-- Task to carry out --
For each line of the listing that holds "green", show the full line.
Segment Open
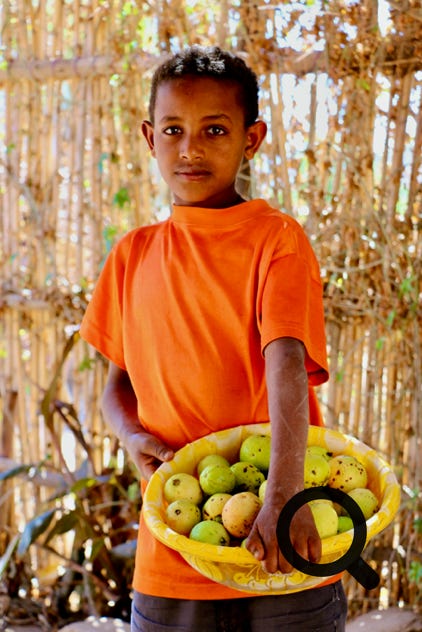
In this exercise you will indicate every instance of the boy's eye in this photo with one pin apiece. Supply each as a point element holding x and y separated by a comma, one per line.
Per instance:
<point>216,130</point>
<point>172,130</point>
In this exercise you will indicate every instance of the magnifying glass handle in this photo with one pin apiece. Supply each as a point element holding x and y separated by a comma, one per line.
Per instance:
<point>364,574</point>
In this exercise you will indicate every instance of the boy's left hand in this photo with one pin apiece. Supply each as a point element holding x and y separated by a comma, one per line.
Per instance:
<point>263,544</point>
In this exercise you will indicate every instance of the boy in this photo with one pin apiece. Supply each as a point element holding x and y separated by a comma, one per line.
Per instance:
<point>212,319</point>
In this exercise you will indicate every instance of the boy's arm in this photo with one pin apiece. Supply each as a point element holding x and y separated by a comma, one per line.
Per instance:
<point>119,406</point>
<point>287,385</point>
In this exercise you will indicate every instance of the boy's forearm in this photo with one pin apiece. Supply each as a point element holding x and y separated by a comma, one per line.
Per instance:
<point>287,385</point>
<point>119,407</point>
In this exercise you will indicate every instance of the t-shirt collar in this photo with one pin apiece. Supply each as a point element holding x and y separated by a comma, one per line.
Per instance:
<point>218,217</point>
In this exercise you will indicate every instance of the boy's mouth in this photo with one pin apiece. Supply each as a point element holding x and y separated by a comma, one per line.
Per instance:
<point>192,173</point>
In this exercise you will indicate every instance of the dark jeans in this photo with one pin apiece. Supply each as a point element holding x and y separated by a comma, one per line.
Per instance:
<point>316,610</point>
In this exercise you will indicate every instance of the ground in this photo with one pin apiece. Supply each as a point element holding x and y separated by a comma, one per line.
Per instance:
<point>390,620</point>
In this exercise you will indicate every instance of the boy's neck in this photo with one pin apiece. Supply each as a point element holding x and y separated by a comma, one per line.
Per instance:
<point>236,200</point>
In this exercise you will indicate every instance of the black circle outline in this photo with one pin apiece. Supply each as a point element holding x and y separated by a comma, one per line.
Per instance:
<point>350,560</point>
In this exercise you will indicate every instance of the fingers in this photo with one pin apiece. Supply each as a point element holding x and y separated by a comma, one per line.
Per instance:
<point>148,453</point>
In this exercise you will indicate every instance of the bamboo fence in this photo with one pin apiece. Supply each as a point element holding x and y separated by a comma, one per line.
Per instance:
<point>341,93</point>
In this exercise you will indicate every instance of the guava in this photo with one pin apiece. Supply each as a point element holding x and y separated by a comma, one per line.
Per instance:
<point>183,485</point>
<point>210,532</point>
<point>316,470</point>
<point>239,513</point>
<point>262,490</point>
<point>211,459</point>
<point>366,500</point>
<point>213,506</point>
<point>346,473</point>
<point>325,517</point>
<point>182,515</point>
<point>256,449</point>
<point>217,479</point>
<point>319,449</point>
<point>345,523</point>
<point>248,477</point>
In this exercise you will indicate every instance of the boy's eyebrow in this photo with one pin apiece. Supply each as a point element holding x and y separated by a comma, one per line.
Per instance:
<point>209,117</point>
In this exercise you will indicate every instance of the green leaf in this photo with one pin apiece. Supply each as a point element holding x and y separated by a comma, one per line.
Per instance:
<point>121,197</point>
<point>415,572</point>
<point>65,524</point>
<point>34,529</point>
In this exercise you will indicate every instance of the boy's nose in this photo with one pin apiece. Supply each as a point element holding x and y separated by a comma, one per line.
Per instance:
<point>190,148</point>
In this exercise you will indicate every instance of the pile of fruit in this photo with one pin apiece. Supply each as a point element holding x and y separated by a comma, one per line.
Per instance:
<point>219,504</point>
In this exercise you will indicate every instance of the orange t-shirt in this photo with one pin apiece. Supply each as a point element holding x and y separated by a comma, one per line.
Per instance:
<point>186,307</point>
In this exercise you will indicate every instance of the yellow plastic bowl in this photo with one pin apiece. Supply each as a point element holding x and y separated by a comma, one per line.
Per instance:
<point>235,566</point>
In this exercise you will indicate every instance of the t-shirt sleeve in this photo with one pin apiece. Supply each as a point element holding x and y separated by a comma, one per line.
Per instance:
<point>292,302</point>
<point>101,325</point>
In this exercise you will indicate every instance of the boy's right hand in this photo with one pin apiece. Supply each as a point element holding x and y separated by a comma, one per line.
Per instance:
<point>147,452</point>
<point>120,410</point>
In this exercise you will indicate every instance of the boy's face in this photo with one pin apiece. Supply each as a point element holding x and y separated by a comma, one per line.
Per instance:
<point>199,140</point>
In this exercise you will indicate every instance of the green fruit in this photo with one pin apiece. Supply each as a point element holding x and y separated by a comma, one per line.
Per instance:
<point>210,532</point>
<point>256,449</point>
<point>325,517</point>
<point>346,473</point>
<point>248,477</point>
<point>366,500</point>
<point>214,506</point>
<point>217,479</point>
<point>182,515</point>
<point>344,524</point>
<point>239,513</point>
<point>262,490</point>
<point>316,470</point>
<point>319,449</point>
<point>182,485</point>
<point>211,459</point>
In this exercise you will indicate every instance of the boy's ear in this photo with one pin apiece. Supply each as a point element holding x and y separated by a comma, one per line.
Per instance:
<point>255,134</point>
<point>148,132</point>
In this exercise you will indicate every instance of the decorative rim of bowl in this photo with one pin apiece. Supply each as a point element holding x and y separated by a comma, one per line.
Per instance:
<point>332,546</point>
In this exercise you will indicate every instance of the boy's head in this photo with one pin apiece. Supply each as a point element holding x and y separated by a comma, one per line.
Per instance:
<point>214,63</point>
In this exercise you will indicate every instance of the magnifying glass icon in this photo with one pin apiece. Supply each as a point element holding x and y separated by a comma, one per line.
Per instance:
<point>351,560</point>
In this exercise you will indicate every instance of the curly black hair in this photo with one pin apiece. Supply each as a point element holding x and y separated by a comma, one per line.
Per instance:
<point>211,62</point>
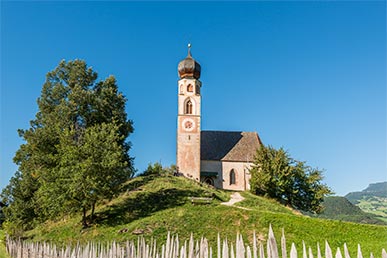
Segment Closed
-- Task response --
In this exercise you will indicate every instance of the green leaf in this photo with one pin apiece. Supply each as a point element holding x and y separated by a comma, one per line.
In this exercise you will indicate every instance of the green fruit in this photo with one pin apiece. Supply each as a point element holding x and y separated by a comma, one per line.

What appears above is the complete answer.